For the listing underneath, give the count of lines containing the string "bottle" and nothing further.
______
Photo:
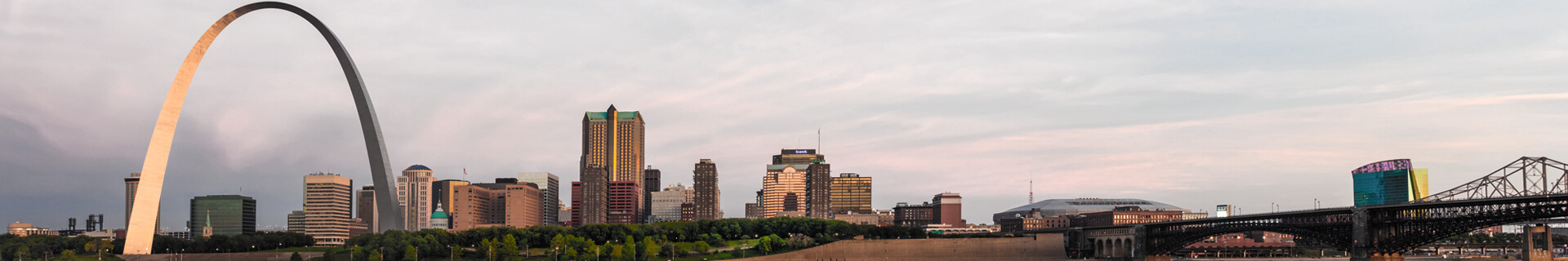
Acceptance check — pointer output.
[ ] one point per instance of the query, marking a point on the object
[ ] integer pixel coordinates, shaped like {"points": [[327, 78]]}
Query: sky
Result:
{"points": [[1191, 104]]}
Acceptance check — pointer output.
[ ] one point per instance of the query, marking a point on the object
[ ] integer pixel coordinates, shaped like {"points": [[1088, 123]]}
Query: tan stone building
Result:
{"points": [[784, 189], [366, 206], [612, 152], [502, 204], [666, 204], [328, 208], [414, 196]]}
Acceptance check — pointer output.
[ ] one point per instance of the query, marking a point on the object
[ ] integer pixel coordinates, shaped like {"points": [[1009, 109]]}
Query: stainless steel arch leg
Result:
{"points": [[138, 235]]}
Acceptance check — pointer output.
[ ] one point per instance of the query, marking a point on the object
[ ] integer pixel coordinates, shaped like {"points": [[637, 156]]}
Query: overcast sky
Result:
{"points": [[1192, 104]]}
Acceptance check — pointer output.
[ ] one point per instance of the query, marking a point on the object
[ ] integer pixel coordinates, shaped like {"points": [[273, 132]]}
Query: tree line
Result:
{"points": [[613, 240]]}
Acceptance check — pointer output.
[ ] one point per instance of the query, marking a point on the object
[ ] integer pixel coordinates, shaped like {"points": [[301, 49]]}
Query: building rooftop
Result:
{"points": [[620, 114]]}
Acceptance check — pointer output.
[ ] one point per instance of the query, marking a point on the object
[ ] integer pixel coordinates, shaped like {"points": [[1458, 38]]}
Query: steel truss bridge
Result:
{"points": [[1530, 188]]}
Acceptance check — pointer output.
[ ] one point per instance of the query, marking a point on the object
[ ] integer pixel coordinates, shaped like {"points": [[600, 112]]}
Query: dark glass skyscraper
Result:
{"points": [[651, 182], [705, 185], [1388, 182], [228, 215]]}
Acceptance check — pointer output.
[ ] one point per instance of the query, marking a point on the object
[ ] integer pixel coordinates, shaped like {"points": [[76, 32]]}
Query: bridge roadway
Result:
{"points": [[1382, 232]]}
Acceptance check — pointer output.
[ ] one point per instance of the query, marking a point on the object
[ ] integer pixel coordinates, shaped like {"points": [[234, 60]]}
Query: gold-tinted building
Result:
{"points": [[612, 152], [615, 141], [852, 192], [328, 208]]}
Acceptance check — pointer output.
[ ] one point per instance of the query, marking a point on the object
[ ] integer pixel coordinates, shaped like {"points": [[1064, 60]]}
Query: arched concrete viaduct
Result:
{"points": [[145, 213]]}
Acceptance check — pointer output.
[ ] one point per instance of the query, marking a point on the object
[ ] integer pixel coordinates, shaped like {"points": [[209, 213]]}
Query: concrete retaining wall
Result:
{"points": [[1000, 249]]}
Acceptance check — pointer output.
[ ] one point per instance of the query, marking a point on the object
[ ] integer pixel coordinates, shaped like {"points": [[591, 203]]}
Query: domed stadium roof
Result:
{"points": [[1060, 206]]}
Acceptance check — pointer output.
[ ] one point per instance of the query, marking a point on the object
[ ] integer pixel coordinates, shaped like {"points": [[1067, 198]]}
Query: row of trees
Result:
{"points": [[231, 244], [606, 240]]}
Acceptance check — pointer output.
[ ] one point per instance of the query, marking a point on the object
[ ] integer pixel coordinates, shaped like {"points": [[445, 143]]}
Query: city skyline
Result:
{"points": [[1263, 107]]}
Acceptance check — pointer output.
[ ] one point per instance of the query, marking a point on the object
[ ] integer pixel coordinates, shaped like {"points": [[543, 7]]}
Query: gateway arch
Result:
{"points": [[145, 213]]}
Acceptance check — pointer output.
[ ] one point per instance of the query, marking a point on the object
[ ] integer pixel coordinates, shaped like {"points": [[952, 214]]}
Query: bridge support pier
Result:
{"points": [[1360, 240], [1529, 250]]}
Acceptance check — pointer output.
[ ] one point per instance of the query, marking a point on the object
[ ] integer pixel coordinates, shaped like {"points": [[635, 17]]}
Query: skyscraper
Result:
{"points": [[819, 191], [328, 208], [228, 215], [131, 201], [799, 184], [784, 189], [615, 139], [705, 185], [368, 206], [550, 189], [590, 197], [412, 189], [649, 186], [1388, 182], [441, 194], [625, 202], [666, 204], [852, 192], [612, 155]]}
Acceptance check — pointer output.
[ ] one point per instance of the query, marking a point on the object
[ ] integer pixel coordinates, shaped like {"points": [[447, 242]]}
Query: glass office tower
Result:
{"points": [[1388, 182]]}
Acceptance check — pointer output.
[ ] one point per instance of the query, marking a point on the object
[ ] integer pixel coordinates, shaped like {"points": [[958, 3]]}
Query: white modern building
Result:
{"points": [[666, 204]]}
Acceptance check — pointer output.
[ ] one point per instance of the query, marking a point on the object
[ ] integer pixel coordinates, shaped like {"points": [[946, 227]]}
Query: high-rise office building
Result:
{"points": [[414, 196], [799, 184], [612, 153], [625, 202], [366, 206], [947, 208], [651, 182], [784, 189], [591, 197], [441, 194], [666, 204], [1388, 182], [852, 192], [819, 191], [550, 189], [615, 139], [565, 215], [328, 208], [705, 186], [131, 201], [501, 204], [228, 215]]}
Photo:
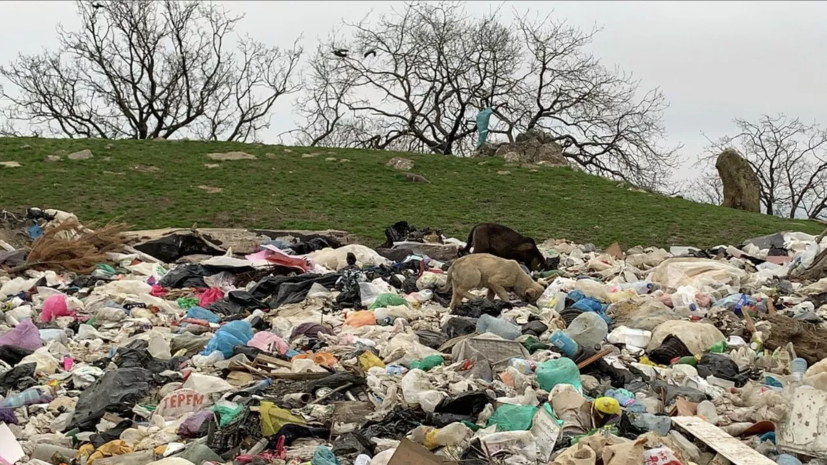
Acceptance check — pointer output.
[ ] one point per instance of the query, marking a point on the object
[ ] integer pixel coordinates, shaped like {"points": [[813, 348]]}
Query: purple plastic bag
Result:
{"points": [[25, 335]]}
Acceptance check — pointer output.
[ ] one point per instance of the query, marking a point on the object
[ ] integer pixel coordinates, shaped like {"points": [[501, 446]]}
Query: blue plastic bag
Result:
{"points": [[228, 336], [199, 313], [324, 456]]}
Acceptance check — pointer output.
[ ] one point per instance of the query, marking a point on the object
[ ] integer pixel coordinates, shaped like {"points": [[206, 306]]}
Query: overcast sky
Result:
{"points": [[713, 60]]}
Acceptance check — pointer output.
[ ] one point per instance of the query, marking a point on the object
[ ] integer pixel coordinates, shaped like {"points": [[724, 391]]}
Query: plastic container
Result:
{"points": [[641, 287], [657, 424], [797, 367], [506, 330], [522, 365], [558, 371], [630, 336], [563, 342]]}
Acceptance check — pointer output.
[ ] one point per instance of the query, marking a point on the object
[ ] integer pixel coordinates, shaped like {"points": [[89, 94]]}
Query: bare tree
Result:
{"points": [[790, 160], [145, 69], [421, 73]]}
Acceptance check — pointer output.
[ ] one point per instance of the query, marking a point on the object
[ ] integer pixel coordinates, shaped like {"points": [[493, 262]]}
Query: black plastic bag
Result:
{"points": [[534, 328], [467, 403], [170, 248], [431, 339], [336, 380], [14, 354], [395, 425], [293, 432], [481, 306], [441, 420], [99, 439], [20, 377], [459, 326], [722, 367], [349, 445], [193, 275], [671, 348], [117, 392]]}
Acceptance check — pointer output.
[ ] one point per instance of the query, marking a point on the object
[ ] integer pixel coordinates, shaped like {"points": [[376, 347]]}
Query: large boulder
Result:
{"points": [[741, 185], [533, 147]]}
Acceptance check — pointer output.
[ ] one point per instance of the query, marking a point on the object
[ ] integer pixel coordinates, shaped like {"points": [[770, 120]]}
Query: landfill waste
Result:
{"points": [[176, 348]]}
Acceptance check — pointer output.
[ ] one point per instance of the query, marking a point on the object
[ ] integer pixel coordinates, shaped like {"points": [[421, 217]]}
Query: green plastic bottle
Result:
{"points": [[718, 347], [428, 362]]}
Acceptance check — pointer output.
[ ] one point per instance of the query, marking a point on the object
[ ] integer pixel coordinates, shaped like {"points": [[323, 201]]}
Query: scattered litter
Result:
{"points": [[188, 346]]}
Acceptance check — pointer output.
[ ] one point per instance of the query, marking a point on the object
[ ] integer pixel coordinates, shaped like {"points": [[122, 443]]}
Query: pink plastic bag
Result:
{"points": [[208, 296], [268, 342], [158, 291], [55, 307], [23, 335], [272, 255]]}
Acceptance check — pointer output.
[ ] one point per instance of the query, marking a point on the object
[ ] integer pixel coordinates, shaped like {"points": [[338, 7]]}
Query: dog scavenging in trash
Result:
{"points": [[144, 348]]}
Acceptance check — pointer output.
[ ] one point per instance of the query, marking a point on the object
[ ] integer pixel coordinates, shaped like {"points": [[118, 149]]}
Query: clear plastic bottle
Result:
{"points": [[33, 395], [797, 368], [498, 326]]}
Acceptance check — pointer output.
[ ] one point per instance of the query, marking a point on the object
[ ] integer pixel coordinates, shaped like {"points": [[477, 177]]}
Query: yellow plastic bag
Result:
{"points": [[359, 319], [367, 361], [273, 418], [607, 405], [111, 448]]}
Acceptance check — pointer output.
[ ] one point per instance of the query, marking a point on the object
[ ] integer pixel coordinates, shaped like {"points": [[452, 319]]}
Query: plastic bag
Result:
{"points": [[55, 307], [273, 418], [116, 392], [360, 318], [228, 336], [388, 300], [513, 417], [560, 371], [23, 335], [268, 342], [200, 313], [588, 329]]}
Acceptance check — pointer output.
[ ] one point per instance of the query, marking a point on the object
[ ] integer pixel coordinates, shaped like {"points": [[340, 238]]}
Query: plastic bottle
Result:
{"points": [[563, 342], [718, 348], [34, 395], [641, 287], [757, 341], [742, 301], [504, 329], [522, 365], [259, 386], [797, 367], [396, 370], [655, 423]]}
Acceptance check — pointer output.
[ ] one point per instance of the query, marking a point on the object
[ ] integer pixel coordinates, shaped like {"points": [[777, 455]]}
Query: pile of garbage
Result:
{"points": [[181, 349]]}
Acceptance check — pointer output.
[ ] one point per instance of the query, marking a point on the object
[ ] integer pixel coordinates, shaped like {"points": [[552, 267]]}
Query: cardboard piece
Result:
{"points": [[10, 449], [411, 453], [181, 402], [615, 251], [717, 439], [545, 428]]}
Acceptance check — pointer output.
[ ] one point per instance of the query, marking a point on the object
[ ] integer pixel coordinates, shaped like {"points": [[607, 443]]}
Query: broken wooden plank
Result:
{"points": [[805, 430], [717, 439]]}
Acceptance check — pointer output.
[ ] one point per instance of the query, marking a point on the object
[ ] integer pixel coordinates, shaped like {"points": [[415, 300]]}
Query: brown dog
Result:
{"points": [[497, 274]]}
______
Output below:
3